***** Material for this exercise *****

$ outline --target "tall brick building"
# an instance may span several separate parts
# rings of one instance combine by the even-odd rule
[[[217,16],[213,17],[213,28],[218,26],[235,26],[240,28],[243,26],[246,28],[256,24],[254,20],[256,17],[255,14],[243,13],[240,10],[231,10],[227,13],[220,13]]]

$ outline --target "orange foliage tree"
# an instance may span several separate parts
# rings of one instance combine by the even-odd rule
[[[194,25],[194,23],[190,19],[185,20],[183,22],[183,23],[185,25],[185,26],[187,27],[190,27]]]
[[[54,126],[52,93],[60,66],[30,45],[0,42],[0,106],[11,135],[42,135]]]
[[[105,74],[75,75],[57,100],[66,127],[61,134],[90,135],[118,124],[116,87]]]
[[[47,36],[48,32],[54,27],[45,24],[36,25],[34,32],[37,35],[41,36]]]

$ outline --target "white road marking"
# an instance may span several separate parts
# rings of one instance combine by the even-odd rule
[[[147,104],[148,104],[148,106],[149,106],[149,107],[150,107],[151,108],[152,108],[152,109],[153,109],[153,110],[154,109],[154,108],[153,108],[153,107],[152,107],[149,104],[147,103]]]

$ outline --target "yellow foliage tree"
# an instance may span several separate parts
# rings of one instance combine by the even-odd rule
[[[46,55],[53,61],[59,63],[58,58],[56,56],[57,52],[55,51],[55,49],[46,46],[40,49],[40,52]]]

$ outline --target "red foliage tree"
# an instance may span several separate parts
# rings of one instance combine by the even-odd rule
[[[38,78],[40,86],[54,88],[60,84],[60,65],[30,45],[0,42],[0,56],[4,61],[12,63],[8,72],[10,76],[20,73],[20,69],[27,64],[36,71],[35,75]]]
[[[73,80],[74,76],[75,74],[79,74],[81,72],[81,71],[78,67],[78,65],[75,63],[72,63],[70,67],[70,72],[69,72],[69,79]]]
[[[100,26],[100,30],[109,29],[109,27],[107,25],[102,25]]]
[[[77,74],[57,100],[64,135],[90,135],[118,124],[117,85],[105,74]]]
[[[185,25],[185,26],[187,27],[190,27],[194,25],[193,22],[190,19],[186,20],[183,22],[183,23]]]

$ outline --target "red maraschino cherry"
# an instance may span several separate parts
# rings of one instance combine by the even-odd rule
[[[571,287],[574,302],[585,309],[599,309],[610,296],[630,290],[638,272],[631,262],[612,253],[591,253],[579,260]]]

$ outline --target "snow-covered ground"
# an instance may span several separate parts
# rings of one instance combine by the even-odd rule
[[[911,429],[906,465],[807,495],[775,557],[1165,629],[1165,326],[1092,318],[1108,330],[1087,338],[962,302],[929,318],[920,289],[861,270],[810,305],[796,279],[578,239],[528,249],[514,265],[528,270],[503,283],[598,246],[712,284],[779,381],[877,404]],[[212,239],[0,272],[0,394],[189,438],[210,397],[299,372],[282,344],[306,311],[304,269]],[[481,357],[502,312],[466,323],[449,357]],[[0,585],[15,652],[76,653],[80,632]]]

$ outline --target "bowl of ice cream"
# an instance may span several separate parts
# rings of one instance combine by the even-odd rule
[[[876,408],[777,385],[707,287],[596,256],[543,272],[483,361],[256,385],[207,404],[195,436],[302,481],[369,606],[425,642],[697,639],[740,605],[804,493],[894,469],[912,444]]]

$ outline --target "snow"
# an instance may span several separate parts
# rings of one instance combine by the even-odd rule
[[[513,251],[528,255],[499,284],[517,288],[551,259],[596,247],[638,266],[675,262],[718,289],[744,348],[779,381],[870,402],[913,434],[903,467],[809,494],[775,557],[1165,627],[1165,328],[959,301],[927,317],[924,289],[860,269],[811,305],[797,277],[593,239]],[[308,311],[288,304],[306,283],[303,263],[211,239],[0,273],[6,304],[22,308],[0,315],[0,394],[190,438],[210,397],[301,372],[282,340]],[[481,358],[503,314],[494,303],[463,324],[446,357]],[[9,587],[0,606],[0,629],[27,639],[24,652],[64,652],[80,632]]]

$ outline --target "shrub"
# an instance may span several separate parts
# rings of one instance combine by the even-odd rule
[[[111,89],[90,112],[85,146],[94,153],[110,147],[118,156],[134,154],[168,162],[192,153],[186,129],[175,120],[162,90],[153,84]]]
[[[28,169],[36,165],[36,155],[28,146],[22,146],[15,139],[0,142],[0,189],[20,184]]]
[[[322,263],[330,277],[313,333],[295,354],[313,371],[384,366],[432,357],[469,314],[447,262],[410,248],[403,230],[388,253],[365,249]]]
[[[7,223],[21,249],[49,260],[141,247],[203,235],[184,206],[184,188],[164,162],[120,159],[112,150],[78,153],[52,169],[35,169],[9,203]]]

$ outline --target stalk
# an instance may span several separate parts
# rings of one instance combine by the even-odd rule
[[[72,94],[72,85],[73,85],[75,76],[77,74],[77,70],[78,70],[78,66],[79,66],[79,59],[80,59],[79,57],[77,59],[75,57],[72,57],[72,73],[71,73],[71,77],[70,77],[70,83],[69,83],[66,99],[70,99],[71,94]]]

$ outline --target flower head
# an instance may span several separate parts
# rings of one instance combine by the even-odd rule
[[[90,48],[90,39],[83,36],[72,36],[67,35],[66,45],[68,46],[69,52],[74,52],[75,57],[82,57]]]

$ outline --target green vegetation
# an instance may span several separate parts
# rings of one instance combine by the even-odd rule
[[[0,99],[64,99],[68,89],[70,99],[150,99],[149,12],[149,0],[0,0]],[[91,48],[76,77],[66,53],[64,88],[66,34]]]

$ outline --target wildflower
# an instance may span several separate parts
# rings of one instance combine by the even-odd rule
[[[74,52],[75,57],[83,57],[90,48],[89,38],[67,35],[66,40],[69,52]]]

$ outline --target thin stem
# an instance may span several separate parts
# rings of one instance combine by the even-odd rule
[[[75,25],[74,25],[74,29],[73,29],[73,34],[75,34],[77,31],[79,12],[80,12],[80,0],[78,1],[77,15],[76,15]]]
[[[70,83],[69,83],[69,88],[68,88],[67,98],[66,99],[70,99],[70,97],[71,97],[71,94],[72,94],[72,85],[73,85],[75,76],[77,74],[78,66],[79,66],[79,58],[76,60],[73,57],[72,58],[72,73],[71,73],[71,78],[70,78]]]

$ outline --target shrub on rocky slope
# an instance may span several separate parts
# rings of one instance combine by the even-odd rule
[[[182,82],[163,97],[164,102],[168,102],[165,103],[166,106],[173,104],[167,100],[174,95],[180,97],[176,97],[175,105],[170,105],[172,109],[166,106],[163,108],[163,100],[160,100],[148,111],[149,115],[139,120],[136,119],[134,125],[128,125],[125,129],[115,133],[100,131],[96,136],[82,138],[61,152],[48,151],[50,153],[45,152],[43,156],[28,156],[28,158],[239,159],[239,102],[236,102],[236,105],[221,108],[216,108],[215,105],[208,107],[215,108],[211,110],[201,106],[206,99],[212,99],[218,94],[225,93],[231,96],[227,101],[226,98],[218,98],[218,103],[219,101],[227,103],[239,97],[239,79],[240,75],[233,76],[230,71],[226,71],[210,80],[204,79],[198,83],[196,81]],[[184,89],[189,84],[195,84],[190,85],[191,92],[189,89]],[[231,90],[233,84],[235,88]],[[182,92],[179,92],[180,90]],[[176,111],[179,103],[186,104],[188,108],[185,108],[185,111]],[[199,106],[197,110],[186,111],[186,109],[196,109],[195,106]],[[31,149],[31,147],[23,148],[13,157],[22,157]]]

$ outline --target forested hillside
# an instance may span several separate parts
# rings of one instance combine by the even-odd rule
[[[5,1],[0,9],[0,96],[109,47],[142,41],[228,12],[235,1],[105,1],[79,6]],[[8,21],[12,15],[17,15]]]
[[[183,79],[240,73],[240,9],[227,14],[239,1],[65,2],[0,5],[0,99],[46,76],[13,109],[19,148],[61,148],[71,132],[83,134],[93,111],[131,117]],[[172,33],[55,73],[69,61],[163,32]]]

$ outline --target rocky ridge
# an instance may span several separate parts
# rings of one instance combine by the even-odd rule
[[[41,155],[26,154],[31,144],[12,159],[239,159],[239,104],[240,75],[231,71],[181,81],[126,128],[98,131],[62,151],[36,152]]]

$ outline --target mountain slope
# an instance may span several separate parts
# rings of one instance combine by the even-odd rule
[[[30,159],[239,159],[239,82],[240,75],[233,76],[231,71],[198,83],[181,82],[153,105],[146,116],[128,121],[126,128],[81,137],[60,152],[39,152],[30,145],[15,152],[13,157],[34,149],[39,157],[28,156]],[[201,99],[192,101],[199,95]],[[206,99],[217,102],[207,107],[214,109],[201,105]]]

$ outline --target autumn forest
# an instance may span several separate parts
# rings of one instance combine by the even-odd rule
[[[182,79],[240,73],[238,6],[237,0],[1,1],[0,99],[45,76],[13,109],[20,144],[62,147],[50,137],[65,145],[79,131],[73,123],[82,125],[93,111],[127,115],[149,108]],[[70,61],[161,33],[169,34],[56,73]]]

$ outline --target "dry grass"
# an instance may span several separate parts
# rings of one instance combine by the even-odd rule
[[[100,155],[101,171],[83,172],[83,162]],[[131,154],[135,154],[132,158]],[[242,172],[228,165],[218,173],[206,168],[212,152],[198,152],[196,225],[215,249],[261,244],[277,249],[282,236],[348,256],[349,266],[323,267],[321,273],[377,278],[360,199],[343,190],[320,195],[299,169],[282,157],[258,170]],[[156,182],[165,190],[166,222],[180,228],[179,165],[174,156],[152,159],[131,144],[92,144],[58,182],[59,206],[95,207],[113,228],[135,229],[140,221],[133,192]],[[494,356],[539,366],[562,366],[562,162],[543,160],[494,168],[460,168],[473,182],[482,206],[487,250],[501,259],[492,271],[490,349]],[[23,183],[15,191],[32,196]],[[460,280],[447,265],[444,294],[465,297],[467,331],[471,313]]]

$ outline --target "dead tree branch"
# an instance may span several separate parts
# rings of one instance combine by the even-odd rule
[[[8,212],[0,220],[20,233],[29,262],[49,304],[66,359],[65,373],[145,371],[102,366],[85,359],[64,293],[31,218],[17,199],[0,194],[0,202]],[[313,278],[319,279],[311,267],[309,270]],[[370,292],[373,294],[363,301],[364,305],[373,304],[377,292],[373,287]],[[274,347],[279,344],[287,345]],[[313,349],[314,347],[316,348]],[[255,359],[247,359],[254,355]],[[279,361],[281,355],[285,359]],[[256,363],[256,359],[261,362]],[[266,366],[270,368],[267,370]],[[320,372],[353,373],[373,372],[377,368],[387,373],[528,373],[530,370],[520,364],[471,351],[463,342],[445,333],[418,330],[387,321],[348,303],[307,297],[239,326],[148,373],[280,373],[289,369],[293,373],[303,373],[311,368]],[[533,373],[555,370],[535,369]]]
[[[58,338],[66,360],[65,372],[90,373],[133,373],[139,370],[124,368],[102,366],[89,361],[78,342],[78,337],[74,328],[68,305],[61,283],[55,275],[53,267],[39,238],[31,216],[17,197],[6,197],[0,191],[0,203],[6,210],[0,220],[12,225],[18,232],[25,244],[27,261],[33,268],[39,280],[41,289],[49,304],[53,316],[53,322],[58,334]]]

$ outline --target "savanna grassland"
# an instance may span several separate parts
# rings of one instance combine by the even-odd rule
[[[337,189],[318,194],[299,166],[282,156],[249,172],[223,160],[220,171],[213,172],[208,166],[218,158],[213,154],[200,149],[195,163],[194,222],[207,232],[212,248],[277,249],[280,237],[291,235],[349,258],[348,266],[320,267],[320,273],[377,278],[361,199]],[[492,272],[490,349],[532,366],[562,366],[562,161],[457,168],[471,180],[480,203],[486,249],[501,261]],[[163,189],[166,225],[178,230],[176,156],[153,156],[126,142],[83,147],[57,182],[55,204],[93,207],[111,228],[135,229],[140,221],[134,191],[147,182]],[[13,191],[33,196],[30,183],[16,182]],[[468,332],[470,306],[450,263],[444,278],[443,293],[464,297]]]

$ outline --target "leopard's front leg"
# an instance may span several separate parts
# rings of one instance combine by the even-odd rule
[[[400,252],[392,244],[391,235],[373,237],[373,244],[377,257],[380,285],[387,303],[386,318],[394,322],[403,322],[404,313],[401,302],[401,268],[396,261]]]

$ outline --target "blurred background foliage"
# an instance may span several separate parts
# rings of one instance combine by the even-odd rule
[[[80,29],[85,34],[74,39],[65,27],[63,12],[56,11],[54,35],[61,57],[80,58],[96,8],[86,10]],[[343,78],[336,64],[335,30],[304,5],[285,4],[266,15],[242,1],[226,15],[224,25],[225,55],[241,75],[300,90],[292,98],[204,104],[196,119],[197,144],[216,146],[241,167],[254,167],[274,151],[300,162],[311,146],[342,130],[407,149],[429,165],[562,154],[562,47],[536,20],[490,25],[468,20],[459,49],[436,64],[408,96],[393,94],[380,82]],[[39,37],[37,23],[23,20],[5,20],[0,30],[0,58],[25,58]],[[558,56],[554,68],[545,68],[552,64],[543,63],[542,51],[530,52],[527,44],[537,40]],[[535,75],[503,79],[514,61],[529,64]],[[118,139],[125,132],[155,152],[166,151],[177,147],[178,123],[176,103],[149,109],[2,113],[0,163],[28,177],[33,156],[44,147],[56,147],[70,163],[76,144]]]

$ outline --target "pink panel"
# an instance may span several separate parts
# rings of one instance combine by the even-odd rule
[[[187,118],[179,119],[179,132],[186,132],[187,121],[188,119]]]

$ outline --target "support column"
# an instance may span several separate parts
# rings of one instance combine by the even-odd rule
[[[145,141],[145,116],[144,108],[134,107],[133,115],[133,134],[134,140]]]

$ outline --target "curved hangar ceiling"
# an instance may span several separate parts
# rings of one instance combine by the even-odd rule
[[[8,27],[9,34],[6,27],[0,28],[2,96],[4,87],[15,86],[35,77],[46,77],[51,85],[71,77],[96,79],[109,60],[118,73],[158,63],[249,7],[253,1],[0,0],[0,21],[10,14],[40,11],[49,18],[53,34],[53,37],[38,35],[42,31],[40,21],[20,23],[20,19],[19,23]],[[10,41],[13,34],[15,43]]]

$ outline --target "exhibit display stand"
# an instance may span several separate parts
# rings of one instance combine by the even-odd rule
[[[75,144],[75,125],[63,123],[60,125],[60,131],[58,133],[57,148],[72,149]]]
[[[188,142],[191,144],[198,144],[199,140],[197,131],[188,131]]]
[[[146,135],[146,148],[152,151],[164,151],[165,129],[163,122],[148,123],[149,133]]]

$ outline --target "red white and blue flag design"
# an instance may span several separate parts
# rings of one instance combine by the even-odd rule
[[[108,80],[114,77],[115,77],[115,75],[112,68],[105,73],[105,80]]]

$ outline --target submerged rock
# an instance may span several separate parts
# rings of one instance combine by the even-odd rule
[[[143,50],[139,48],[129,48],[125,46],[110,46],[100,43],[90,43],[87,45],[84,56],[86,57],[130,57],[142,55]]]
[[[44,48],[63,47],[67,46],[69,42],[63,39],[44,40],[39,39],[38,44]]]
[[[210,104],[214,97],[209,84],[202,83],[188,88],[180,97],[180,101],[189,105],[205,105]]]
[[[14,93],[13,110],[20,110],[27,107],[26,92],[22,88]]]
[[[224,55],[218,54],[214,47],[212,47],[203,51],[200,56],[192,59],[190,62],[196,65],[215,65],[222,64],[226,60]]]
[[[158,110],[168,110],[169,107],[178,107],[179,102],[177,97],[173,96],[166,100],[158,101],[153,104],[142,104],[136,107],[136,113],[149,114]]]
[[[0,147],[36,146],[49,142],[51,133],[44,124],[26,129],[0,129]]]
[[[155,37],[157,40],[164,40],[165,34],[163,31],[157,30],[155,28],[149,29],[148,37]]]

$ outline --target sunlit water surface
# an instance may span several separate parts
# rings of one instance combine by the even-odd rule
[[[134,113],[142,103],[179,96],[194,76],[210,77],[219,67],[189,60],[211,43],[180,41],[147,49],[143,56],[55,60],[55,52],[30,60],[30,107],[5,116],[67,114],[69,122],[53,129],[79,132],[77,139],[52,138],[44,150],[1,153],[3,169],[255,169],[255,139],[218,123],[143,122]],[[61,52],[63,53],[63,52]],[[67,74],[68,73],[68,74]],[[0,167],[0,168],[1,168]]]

*****

Nothing but the lines from the one with "white and blue" through the end of the data above should be repeated, each exactly as it stands.

[Response]:
$ outline --target "red white and blue flag design"
# an instance may span several separate parts
# rings of one instance combine by the even-odd rule
[[[108,80],[114,77],[115,77],[115,75],[112,68],[105,73],[105,80]]]

$ outline --target submerged rock
# an instance may span several separate parts
# rings of one instance combine by the even-odd rule
[[[143,50],[139,48],[129,48],[125,46],[110,46],[100,43],[90,43],[87,45],[84,56],[86,57],[130,57],[142,55]]]
[[[44,48],[63,47],[67,46],[69,42],[63,39],[44,40],[39,39],[38,44]]]
[[[210,104],[214,97],[209,84],[202,83],[188,88],[180,97],[180,101],[189,105],[205,105]]]
[[[14,93],[13,110],[20,110],[27,107],[26,92],[22,88]]]
[[[224,55],[218,54],[214,47],[212,47],[203,51],[200,56],[192,59],[190,62],[196,65],[215,65],[222,64],[226,60]]]
[[[158,110],[168,110],[169,107],[178,107],[179,102],[177,97],[173,96],[166,100],[158,101],[153,104],[142,104],[136,107],[136,113],[149,114]]]
[[[0,147],[36,146],[49,142],[51,133],[44,124],[26,129],[0,129]]]
[[[155,37],[157,40],[164,40],[165,34],[163,31],[157,30],[155,28],[149,29],[148,37]]]

$ outline --target sunlit water surface
# an instance may span several separate parts
# rings of one instance combine by the even-odd rule
[[[134,113],[142,103],[179,96],[194,76],[210,77],[219,67],[189,60],[211,43],[180,41],[147,49],[143,56],[55,60],[55,52],[30,60],[30,107],[5,116],[67,114],[69,122],[53,129],[79,132],[77,139],[52,138],[44,150],[1,153],[3,169],[255,169],[255,139],[218,123],[143,122]],[[61,52],[63,53],[63,52]],[[67,74],[68,73],[68,74]],[[0,167],[0,168],[1,168]]]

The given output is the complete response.